_Exercise prompt_:
Render each item below as a JSON list of strings with one string per line, leaving out blank lines.

## Start Data for this task

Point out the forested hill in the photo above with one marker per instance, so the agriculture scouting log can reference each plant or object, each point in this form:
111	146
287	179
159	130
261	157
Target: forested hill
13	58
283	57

## End Data for this task

_Response to the exercise_:
[
  "Point out the forested hill in the photo above with one marker per instance, so the agriculture scouting log can reference each plant or object, each point in this form:",
  "111\t146",
  "287\t179",
  "159\t130",
  "261\t157",
  "Target: forested hill",
  "13\t58",
  "283\t57"
]